• **TASK DESCRIPTION**
Please reproduce every record, keeping each one exactly as written.

— Begin —

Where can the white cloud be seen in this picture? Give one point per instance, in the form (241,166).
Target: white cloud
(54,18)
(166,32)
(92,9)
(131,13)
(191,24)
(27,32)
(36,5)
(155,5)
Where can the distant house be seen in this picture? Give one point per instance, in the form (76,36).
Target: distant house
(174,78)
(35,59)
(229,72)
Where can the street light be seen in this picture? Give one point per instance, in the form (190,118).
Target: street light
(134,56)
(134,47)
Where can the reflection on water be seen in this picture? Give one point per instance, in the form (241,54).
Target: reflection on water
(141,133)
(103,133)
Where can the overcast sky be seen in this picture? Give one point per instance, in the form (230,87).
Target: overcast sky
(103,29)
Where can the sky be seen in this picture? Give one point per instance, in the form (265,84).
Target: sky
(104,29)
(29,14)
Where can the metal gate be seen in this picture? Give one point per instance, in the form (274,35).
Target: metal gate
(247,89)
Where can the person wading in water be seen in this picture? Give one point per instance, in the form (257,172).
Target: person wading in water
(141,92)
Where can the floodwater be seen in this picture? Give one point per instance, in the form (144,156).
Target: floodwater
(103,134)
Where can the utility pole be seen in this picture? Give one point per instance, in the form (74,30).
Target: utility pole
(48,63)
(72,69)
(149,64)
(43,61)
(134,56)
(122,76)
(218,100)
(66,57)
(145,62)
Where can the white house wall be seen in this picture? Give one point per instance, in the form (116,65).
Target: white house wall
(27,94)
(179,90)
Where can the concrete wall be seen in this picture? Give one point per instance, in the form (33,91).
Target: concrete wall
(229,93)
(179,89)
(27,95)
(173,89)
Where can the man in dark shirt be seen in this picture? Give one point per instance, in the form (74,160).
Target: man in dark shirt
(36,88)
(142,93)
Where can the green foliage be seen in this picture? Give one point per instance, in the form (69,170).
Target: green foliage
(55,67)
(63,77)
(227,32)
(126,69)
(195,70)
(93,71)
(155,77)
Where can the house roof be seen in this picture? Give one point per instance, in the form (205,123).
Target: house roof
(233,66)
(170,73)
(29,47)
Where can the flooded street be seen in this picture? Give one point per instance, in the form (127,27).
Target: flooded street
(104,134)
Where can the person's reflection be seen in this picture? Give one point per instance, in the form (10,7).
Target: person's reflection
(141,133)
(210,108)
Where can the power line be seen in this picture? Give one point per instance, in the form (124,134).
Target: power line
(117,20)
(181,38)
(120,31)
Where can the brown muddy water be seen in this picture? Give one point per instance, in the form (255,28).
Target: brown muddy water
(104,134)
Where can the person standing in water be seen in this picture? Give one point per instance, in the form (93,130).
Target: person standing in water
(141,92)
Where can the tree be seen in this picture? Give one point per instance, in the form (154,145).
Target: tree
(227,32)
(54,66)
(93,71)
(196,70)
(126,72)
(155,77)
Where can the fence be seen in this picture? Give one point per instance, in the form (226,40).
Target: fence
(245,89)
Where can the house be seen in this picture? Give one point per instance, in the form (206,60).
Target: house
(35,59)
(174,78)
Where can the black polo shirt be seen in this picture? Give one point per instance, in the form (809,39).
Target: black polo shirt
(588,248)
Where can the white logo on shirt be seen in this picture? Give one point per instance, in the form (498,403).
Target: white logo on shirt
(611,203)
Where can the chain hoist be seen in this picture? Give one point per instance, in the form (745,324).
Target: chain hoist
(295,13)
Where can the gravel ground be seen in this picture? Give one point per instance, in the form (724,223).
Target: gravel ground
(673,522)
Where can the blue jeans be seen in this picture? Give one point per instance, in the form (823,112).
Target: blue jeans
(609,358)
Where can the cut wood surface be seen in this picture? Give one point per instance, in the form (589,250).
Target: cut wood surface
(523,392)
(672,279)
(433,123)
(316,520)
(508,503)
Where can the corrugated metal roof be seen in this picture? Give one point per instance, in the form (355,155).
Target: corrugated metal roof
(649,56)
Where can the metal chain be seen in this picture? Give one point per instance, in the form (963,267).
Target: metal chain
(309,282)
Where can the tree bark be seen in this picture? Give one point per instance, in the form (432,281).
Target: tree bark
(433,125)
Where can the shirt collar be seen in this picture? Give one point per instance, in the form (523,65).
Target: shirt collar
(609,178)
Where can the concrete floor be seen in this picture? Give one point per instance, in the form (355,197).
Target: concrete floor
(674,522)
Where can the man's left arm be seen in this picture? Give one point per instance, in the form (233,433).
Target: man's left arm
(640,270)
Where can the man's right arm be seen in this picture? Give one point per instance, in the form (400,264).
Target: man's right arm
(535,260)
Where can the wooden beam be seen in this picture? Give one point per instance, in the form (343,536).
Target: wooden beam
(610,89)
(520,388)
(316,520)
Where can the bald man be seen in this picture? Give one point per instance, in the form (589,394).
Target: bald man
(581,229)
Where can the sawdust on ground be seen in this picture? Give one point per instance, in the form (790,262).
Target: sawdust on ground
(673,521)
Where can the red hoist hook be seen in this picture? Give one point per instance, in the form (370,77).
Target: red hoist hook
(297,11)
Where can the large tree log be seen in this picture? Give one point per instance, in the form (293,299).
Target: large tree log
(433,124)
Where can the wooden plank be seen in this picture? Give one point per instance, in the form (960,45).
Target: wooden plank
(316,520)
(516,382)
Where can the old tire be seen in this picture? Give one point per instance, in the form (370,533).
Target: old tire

— End —

• **EXERCISE ANSWER**
Where can the white cloud be seen in this picture? Give one point per instance, in the form (241,166).
Target: white cloud
(54,18)
(166,32)
(92,9)
(131,13)
(191,24)
(27,32)
(36,5)
(155,5)
Where can the distant house be seen in this picture? Give one point per instance, in the form (76,36).
Target: distant house
(174,78)
(35,59)
(229,72)
Where can the street light be seen in this picture? Give one point per instance, in the form (190,118).
Target: street light
(134,56)
(134,47)
Where can the reflection on water be seen in this picture? Give one point per instance, in the form (241,54).
Target: reflection on water
(141,133)
(103,133)
Where can the overcast sky be seen in this picture? Give one point per instance, in the form (230,87).
Target: overcast sky
(103,29)
Where can the sky be seen in this picture? Give one point per instance, in the form (265,84).
Target: sky
(104,29)
(29,14)
Where can the metal gate be seen in this picture? Give one point per instance, in the form (274,35).
Target: metal gate
(247,89)
Where can the person wading in water be seen in this picture? Give one point per instance, in the form (257,172).
Target: person wading in water
(141,92)
Where can the floodwater be seen in this picture? Give one point per instance, in the form (144,156).
Target: floodwater
(103,134)
Where can the utility pole be seen in this picture? Give one point per instance, in the form (74,30).
Target: utility pole
(48,63)
(72,69)
(149,64)
(43,61)
(134,56)
(122,76)
(218,100)
(66,57)
(145,62)
Where can the white house wall be seen in this picture? Give one point per instance, in the form (116,65).
Target: white house wall
(27,94)
(179,90)
Where can the concrete wall be seen in this picture? Give one point per instance, in the form (33,91).
Target: concrete wall
(229,93)
(179,89)
(27,95)
(173,89)
Where can the man in dark shirt be seen in this picture? Give one point per instance, in the form (74,160).
Target: man in dark shirt
(36,88)
(142,93)
Where can the green foliage be seen in this picture? Give one point per instance, in the form (69,170).
Target: green foliage
(55,67)
(63,77)
(227,32)
(126,69)
(195,70)
(93,71)
(155,77)
Where can the house roof be seen in this picture? Give one point per instance, in the form (205,123).
Target: house roof
(233,66)
(170,73)
(29,47)
Where can the flooded street be seen in this picture? Give one point per instance, in the form (127,27).
Target: flooded street
(104,134)
Where can the person's reflection be seen in this picture? Give one point per instance, in the form (10,7).
Target: person's reflection
(141,133)
(210,108)
Where can the power line be seen in this picture? Give one point per instance, in the form (124,134).
Target: power line
(117,20)
(181,38)
(120,31)
Where can the brown muddy water be seen in this picture? Give one point per instance, in the form (255,28).
Target: brown muddy water
(104,134)
Where can the person standing in water be seen in this picture? Give one point per instance, in the form (93,130).
Target: person standing in water
(141,92)
Where can the tree be seen in this picture? Give one point per instance, in the form (154,145).
Target: tree
(227,32)
(54,66)
(93,71)
(196,70)
(126,72)
(155,77)
Where can the fence be seen in this picture? Give one point per instance, in the form (226,40).
Target: fence
(245,89)
Where can the house be seen in this picture? Give one point per instance, in the form (206,60).
Target: house
(35,59)
(174,78)
Where can the black polo shirt be seen in this picture? Give one point per instance, in the form (809,39).
Target: black polo shirt
(588,248)
Where can the white logo on shirt be seen in this picture? Give one point per instance, in the form (498,403).
Target: white logo on shirt
(611,203)
Where can the chain hoist be seen in this picture? Give one point per instance, in the form (745,324).
Target: chain hoist
(295,13)
Where can the gravel ground be seen in this picture? Give one point per instance, in the form (724,223).
Target: gravel ground
(673,522)
Where can the blue jeans be seen in this picture? Give one point per instance, in the form (823,112).
Target: blue jeans
(609,358)
Where can the cut wood surface be seen in this picture? Give one point per instance, in the form (589,250).
Target: cut wood surface
(523,392)
(672,279)
(433,123)
(316,520)
(508,503)
Where can the corrugated metal roof be seen in this picture? Give one point per instance, in the form (355,155).
Target: corrugated metal roof
(649,56)
Where can the metal chain be seen in this picture? Give one point per instance, in the form (963,267).
Target: metal chain
(309,282)
Where can the tree bark be seen in this picture? Give one point per instance, in the form (432,281).
Target: tree bark
(433,125)
Where can the shirt collar be seen in this picture? Give one point per instance, in the form (523,65).
Target: shirt collar
(609,178)
Where can the concrete floor be seen in this picture? Give one point per instance, in the form (355,197).
Target: concrete floor
(674,522)
Where can the man's left arm be seen in this picture? Give one point per instance, in the form (233,433).
Target: man's left arm
(640,270)
Where can the man's right arm be seen in this picture? Give one point per instance, in the form (400,264).
Target: man's right arm
(535,260)
Where can the wooden beam be seen in this picture? Give one point per instance, in the form (343,536).
Target: wooden beam
(610,89)
(520,388)
(316,520)
Where can the bald man be seen in this picture? Give one point per instance, in the form (589,394).
Target: bald man
(581,229)
Where can the sawdust on ground be seen in this picture? Give one point per instance, in the form (790,262).
Target: sawdust on ground
(673,521)
Where can the red hoist hook be seen in this picture? Give one point per instance, in the form (370,77).
Target: red hoist hook
(297,11)
Where can the large tree log be seen in this picture? Give one point per instance, in the form (293,299).
Target: large tree log
(433,124)
Where can the wooden plank be seen in this picture? Give one point per instance, in the form (960,45).
Target: wooden plank
(316,520)
(516,382)
Where can the old tire be seen in this picture? Give one point per instance, in the form (370,533).
Target: old tire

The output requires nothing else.